Please retype the records below exactly as they appear, leaving out every picture.

## Region pointing data
---
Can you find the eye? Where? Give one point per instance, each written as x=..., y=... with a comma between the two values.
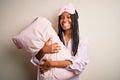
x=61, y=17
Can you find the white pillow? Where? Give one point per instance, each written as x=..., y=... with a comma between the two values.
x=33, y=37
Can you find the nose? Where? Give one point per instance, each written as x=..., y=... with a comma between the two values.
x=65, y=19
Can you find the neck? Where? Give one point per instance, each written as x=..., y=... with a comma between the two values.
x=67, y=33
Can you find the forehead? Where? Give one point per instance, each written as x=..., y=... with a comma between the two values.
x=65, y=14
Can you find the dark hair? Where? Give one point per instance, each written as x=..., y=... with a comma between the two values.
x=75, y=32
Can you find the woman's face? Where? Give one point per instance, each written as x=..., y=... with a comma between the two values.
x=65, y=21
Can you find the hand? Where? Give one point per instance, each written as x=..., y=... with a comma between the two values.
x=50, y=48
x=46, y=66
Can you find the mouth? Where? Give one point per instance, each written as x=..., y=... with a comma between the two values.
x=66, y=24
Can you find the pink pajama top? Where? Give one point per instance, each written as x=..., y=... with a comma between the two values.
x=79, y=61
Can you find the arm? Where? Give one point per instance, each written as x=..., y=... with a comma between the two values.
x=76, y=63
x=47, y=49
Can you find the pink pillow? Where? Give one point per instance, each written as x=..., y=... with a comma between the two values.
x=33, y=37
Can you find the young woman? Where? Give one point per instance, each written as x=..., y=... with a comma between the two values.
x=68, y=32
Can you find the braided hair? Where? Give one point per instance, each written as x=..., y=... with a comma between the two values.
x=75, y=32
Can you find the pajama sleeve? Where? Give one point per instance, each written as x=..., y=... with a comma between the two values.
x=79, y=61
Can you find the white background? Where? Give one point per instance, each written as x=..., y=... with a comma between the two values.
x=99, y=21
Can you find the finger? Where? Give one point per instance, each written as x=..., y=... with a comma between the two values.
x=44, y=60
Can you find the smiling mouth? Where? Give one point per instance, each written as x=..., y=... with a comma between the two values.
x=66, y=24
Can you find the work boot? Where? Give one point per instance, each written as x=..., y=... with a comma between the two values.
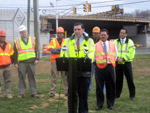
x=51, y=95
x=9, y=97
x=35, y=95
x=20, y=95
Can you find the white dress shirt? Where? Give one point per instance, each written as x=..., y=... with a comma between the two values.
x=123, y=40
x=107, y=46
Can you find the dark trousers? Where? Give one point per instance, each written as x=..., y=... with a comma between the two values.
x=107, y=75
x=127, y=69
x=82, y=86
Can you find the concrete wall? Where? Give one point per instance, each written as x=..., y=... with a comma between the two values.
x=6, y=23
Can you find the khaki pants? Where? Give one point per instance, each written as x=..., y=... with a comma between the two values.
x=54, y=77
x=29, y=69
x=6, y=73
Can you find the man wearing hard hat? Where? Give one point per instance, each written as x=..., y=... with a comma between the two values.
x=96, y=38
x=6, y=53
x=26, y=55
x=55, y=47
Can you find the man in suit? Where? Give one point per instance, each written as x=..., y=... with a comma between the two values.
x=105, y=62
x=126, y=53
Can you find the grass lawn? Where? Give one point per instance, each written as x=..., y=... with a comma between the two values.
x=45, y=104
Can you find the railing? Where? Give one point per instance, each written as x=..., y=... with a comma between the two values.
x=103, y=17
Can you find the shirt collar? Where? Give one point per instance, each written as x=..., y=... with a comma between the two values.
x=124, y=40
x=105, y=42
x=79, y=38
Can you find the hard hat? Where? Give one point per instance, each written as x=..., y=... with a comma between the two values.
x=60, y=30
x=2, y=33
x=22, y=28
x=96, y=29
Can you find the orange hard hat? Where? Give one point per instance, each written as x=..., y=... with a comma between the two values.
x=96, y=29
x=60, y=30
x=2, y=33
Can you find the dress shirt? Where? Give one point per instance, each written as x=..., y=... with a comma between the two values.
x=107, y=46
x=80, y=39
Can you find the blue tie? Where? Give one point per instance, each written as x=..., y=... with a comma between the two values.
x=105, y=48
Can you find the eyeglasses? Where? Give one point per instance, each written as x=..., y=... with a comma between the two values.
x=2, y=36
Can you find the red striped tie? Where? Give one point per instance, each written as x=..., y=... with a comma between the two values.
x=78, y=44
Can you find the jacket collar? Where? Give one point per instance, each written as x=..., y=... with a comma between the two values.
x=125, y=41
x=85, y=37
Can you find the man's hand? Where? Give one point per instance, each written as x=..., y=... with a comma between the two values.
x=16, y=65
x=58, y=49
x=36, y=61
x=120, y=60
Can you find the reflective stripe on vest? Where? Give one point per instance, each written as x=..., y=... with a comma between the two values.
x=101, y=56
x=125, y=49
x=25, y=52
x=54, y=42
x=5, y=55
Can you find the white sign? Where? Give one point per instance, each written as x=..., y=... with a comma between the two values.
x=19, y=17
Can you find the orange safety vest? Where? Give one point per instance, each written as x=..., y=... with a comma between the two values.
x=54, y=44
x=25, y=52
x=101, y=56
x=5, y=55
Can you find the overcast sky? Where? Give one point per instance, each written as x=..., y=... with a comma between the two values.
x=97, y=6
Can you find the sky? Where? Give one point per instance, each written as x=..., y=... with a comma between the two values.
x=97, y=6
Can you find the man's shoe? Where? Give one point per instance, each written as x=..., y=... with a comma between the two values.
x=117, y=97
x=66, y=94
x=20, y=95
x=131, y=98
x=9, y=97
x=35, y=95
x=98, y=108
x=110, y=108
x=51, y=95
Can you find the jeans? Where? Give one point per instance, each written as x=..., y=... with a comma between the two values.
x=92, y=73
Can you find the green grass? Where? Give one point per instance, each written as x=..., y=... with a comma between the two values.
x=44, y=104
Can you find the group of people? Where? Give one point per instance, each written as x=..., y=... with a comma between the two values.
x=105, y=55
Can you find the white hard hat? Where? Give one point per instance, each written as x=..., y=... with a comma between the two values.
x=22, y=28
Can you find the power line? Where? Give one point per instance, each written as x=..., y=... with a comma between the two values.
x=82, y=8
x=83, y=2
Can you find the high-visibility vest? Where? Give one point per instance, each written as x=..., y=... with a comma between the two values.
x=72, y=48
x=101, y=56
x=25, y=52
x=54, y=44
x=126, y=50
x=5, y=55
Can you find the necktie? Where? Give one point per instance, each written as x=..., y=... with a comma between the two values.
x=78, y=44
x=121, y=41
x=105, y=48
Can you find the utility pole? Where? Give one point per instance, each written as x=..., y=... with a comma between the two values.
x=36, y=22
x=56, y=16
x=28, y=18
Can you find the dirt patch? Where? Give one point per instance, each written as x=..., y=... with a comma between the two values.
---
## Your response
Can you find the eye? Where? Give one point per instance, each written as x=..., y=... with a comma between the two values.
x=61, y=17
Can you find the white pillow? Where? Give one point per instance, each written as x=..., y=... with a comma between the two values.
x=33, y=37
Can you find the nose? Where? Give one point per instance, each written as x=..., y=... with a comma between the two values.
x=65, y=19
Can you find the neck? Where? Give one point per instance, each written as x=..., y=... with a comma between the two values.
x=67, y=33
Can you find the forehead? Where? Give one point per instance, each written as x=..., y=... with a comma between the two values.
x=65, y=14
Can you find the dark hair? Where? Give one point per instance, each written as x=..., y=... with a comma between the two values.
x=75, y=32
Can you find the woman's face? Where? Give one point per instance, each written as x=..., y=... with a comma between the two values.
x=65, y=21
Can you find the hand? Where? Give one point per instance, each written as x=..., y=... with a comma between the two values.
x=50, y=48
x=46, y=66
Can you find the mouth? Where? Give one point per instance, each written as x=..., y=... with a comma between the two values.
x=66, y=24
Can you find the pink pajama top? Where? Give one point per instance, each written as x=..., y=... with a comma between the two values.
x=79, y=61
Can you find the arm? Where? Give one point per instance, each written as x=..., y=... with a comma between the two values.
x=76, y=63
x=47, y=49
Can you find the pink pillow? Where? Give one point per instance, each written as x=..., y=... with a comma between the two values.
x=33, y=37
Can you find the young woman? Where? Give one point per instance, each written as x=..., y=... with a comma between the two values.
x=68, y=32
Can you find the braided hair? Where? Give one point per instance, each written as x=..., y=... with a comma between the two values.
x=75, y=32
Can you find the pajama sleeve? Where? Give one point per instance, each written as x=..., y=... with a comma between the two values.
x=79, y=61
Can you find the white background? Where? Give one point per instance, each written as x=..., y=... with a comma between the two values.
x=99, y=21
Can you find the finger? Where? Give one point per instance, each written as x=..., y=... with a comma between the two values.
x=44, y=60
Can you find the smiling mouth? Where? Give one point per instance, each written as x=..., y=... with a comma between the two values.
x=66, y=24
Can you find the work boot? Where? Give one point per instance, each written as x=..., y=... with a comma between the two values.
x=51, y=95
x=9, y=97
x=35, y=95
x=20, y=95
Can you find the white dress shirt? Where? Give one point per instance, each written as x=..., y=... with a comma between the two values.
x=123, y=40
x=107, y=46
Can you find the dark trousers? Where? Give one point per instance, each written as x=..., y=... with a comma between the two values.
x=107, y=75
x=127, y=69
x=82, y=86
Can you find the concrete wall? Where? Give one point per instance, each written as x=..., y=... with a comma between the two values.
x=6, y=23
Can you find the khaki pants? Where? Give one point per instance, each written as x=..., y=... with a comma between the two values.
x=54, y=77
x=29, y=69
x=6, y=73
Can you find the man wearing hard hat? Where? Give one point per instance, each written as x=..., y=... with a comma between the two values.
x=96, y=38
x=6, y=53
x=26, y=55
x=55, y=47
Can you find the man in suit? Where? Give one point per instance, each written as x=..., y=... with a comma between the two values.
x=105, y=62
x=126, y=53
Can you find the grass lawn? Where? Give one point per instance, each written as x=..., y=... with a comma between the two values.
x=45, y=104
Can you find the railing? Where? Give one point per instance, each written as x=..., y=... with a comma between the two values.
x=103, y=17
Can you find the shirt collar? Where? Give one point per instance, each written as x=..., y=... with a comma between the two values.
x=124, y=40
x=105, y=42
x=79, y=38
Can you find the hard hat? Where? Give one point per instance, each written as x=..., y=... with a comma between the two values.
x=60, y=30
x=2, y=33
x=22, y=28
x=96, y=29
Can you find the orange hard hat? Where? Give one point per instance, each written as x=..., y=... with a comma between the two values.
x=96, y=29
x=60, y=30
x=2, y=33
Can you find the dress shirt? Where? Give one point per instance, each written as x=..., y=... with a comma between the two values.
x=107, y=46
x=80, y=39
Can you find the blue tie? Where? Give one point per instance, each written as x=..., y=... with a comma between the two values.
x=105, y=48
Can you find the eyeglasses? Where? Give one point per instance, each written as x=..., y=... with a comma between the two values.
x=2, y=36
Can you find the red striped tie? Where? Give one point per instance, each written as x=..., y=... with a comma between the two values.
x=78, y=44
Can you find the jacket collar? Where? Give one point per instance, each written as x=..., y=... with a comma between the two values.
x=125, y=41
x=85, y=37
Can you find the man's hand? Where? Give one point per instance, each written as x=..., y=... with a comma between the two values.
x=16, y=65
x=58, y=49
x=36, y=61
x=120, y=60
Can you find the reflective stripe on vest? Where? Give one point per instance, each written as x=..., y=... with a comma between the two values.
x=101, y=56
x=125, y=49
x=25, y=52
x=54, y=42
x=5, y=55
Can you find the white sign? Where? Give one point per instance, each written as x=..., y=... with a comma between the two values.
x=19, y=17
Can you find the orange safety vest? Where? Give one point per instance, each written as x=..., y=... with a comma between the two values.
x=54, y=44
x=25, y=52
x=101, y=56
x=5, y=55
Can you find the overcast sky? Where? Give one point per instance, each written as x=..., y=... with a comma between the two values.
x=97, y=6
Can you find the sky? Where? Give one point per instance, each written as x=..., y=... with a comma between the two values.
x=97, y=6
Can you find the man's shoe? Where? Give one point per instance, each written as x=..., y=... with a comma between the two values.
x=117, y=97
x=66, y=94
x=20, y=95
x=131, y=98
x=9, y=97
x=35, y=95
x=98, y=108
x=110, y=108
x=51, y=95
Can you find the jeans? Where? Give one point per instance, each written as x=..., y=... with a comma between the two values.
x=92, y=73
Can you find the green grass? Where? Give one point per instance, each written as x=..., y=... with a comma between the two values.
x=44, y=104
Can you find the group of people? Where? Give one point per instance, each written as x=..., y=... with a comma between the two values.
x=105, y=55
Can you find the white hard hat? Where? Give one point per instance, each written as x=..., y=... with a comma between the two values.
x=22, y=28
Can you find the power line? Where? Give one point per instance, each written as x=..., y=... with a comma between the two values.
x=82, y=8
x=83, y=2
Can you find the high-visibility vest? Where? Give one point per instance, each written as x=..., y=... with a comma between the two values.
x=72, y=48
x=101, y=56
x=25, y=52
x=54, y=44
x=126, y=50
x=5, y=55
Can you find the necktie? Where? Give one point per instance, each written as x=..., y=... with a comma between the two values.
x=78, y=44
x=121, y=41
x=105, y=48
Can you find the utility pole? Where? Give one point per instance, each written as x=..., y=... with a comma between the two values.
x=36, y=22
x=56, y=16
x=28, y=18
Can you find the dirt patch? Where? Give one point per instance, each written as x=..., y=... with a comma between the two values.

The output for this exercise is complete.